━━━ Provided material ━━━

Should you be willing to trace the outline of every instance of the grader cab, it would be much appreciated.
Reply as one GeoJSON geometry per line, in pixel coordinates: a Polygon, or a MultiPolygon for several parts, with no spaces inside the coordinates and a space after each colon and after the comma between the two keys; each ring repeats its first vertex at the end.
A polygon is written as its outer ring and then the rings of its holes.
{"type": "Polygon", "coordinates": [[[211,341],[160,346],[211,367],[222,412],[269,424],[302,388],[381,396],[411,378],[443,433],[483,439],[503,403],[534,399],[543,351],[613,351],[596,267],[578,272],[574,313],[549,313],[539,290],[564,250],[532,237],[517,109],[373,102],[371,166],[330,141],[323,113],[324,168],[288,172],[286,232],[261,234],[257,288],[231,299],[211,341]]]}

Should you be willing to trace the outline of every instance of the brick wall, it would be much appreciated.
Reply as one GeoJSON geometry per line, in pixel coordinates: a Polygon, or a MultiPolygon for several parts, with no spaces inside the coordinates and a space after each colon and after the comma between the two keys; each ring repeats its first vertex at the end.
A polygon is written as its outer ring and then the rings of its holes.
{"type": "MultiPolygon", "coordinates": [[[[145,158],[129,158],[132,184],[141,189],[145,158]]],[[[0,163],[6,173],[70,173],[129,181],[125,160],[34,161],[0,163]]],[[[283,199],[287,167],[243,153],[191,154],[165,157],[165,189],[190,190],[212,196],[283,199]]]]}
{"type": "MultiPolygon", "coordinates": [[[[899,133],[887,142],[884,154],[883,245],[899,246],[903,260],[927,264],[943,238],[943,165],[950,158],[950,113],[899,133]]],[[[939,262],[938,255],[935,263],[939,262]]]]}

━━━

__Aim of the exercise__.
Filter the records above down to the lines containing "would".

__Task output__.
Should you be willing to trace the outline of every instance of the grader cab, it would be much appreciated.
Should you be willing to trace the outline of every instance of the brick wall, it would be much appreciated.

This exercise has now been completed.